Do retiro

27/03/2020

[dropcap]O[/dropcap] gladiador que vai morrer saúda o Corona-César com um manguito porque também ele joga e julga e ri-se às gargalhadas dos Césares e dos que vão cuspir sobre o seu cadáver: saudades que me dão dos pépluns, a meio da noite, depois de um mosquito ter rompido de auriga a rede para me vir ferrar, quebrando-me o sono.

Sentado de perna aberta na preia-mar, cogito em como o relativo jeito com que me sirvo da Parker não me torna destro no manejo do sílex e do carbono – ou seja, convém pouco que uma regressão civilizatória exceda os limites do tolerável.

Ainda que a semana tenha sido deprimente e sinais apontem para aí, como o Bolso-onagro ter decretado que de entre as aglomerações desculpáveis, porque segundo ele essenciais, está a ida às salas de loto. É usar a roleta russa contra a população, ou idêntico a engolir um moscardo para o ver sair incólume, o seu verde iridescente e impoluto, pelo rabo, como se mais não fossemos – aos olhos da aleatoriedade do poder que ambos (insecto e Bolso) representam – do que o Homem Invisível.

Tarefa escrita 1 :: Selecione, nos registos abaixo, todas as linhas em que aparece a palavra "facade", tendo em conta que maiúsculas e minúsculas contam.

Dados de entrada ::
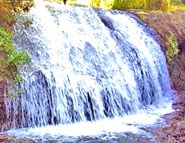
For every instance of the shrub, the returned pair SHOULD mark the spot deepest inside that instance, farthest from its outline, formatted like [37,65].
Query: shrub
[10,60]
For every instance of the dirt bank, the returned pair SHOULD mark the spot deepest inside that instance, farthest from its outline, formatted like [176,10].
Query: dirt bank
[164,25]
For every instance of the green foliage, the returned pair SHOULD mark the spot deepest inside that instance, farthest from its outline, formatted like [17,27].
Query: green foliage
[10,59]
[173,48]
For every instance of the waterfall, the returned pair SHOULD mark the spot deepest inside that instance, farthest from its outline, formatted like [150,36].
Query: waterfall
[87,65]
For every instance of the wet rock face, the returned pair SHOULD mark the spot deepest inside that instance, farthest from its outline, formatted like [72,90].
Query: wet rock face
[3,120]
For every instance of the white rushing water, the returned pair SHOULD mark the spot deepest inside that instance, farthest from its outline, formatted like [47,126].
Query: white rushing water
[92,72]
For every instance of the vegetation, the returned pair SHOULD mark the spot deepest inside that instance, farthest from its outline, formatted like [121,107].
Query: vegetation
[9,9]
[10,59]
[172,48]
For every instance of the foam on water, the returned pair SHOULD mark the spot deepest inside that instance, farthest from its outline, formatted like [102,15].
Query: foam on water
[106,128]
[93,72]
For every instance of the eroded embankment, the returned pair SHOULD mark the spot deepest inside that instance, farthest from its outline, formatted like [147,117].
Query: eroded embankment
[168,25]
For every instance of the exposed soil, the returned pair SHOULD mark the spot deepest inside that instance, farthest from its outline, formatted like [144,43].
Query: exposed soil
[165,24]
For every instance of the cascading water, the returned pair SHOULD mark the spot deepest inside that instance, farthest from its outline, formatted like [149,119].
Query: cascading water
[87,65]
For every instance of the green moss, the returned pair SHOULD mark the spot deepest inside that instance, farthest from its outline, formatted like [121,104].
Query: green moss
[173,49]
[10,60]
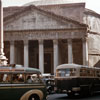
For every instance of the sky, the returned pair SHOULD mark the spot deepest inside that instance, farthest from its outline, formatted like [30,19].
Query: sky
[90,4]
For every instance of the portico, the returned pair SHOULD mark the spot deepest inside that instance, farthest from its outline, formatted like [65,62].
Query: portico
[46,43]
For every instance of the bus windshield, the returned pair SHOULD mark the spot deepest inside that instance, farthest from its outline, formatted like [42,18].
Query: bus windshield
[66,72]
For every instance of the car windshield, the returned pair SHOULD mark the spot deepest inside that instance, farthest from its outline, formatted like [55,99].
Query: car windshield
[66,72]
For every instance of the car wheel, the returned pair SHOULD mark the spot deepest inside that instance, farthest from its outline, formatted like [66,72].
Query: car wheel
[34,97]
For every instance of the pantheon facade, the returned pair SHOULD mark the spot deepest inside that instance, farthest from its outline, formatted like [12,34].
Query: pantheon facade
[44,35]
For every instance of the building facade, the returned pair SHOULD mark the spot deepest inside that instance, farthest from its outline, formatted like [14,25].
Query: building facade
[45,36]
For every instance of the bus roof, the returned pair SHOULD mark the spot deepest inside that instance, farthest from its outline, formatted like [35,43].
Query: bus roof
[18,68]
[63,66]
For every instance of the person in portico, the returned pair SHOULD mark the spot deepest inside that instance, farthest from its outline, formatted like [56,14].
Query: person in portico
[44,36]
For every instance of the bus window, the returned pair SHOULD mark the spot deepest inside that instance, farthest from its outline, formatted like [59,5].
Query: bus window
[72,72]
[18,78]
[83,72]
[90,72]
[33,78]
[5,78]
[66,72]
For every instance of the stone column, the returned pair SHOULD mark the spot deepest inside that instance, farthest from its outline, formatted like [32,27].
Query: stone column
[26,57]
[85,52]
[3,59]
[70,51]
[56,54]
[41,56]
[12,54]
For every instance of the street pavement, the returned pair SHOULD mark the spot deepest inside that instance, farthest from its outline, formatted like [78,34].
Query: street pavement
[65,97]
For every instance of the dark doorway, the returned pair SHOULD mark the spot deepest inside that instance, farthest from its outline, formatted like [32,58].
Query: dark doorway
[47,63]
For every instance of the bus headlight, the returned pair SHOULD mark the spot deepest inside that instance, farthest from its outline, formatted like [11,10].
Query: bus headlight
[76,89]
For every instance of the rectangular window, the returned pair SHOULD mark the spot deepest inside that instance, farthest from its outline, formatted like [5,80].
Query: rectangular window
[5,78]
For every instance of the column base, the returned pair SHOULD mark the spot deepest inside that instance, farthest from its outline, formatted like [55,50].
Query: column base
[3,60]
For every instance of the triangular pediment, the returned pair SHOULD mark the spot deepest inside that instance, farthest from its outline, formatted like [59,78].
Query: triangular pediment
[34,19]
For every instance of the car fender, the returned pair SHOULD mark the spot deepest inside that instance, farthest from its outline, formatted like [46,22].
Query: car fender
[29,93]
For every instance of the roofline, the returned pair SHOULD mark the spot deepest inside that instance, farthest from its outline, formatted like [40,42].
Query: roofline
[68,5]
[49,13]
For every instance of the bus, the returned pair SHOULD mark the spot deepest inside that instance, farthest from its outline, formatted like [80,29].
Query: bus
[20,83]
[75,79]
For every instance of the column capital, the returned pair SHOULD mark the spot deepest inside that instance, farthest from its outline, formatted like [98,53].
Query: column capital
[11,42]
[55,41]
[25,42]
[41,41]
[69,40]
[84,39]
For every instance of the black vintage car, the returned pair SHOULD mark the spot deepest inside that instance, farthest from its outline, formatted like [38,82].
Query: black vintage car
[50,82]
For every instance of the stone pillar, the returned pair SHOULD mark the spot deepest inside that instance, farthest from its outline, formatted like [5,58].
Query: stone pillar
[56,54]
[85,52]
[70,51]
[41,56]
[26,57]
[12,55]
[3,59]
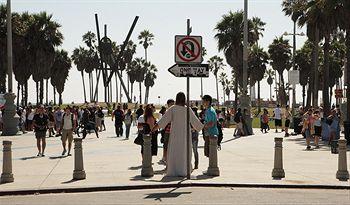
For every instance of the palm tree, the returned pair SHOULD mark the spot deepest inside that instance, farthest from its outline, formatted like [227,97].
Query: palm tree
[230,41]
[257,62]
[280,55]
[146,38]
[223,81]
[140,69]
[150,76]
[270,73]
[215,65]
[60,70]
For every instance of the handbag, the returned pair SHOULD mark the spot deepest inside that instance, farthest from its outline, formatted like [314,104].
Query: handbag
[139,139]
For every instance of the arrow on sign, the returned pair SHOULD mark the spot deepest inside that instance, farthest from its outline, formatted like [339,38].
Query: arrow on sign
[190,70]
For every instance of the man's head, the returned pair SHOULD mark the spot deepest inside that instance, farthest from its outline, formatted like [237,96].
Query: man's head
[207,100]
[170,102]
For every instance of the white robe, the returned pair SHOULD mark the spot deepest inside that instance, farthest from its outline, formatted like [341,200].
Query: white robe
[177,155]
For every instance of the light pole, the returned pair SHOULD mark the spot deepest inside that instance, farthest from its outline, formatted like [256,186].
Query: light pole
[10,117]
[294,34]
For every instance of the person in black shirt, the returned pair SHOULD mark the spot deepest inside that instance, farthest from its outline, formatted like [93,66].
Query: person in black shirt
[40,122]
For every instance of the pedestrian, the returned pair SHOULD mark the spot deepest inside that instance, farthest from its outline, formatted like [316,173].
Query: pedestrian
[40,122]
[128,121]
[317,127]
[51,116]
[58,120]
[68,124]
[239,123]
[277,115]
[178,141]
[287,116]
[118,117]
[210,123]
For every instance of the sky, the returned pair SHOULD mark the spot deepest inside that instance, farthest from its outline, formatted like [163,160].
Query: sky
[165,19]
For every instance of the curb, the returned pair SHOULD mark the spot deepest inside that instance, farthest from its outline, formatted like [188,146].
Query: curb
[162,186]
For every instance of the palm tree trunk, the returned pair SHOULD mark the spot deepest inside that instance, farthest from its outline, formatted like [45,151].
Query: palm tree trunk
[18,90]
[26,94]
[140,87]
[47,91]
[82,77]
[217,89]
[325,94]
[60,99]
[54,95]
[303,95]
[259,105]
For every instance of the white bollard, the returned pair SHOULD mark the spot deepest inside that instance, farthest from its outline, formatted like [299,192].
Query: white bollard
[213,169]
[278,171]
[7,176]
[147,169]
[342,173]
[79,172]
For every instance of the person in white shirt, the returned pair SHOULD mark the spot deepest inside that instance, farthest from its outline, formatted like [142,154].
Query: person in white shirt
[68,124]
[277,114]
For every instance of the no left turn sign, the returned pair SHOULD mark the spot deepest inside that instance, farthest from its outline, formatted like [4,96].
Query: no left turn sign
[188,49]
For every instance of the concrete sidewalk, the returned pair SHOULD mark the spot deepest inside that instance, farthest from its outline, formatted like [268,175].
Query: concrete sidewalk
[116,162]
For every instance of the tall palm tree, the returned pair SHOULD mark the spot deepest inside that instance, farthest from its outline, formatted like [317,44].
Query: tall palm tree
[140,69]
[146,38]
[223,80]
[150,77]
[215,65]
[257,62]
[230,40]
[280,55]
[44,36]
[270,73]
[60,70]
--
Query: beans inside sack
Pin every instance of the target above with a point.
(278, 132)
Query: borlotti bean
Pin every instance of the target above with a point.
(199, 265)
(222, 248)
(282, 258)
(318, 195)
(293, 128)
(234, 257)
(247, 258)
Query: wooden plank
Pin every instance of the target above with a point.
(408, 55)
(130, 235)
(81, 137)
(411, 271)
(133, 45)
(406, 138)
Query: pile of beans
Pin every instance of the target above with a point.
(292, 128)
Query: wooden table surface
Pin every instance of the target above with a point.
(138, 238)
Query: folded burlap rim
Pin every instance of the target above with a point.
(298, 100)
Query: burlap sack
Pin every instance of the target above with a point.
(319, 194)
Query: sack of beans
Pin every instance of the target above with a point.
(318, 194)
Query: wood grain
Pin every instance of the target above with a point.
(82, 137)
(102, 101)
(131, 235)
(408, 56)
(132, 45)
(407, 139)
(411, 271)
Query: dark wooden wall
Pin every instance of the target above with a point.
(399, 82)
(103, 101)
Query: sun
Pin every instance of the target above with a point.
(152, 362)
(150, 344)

Tarefa escrita 2 :: Reproduza sem alterações o trecho do texto fornecido acima que vai de "[dropcap]O[/dropcap] gladiador que" até "quebrando-me o sono.".

Resposta à tarefa 1 ::
For every instance of the pantheon facade, the returned pair SHOULD mark the spot deepest inside that instance, farthest from its outline, formatted like [12,34].
Query: pantheon facade
For every instance of the building facade, the returned pair SHOULD mark the spot deepest inside that instance, farthest from its outline, formatted like [14,25].
Query: building facade

Resposta à tarefa 2 ::
[dropcap]O[/dropcap] gladiador que vai morrer saúda o Corona-César com um manguito porque também ele joga e julga e ri-se às gargalhadas dos Césares e dos que vão cuspir sobre o seu cadáver: saudades que me dão dos pépluns, a meio da noite, depois de um mosquito ter rompido de auriga a rede para me vir ferrar, quebrando-me o sono.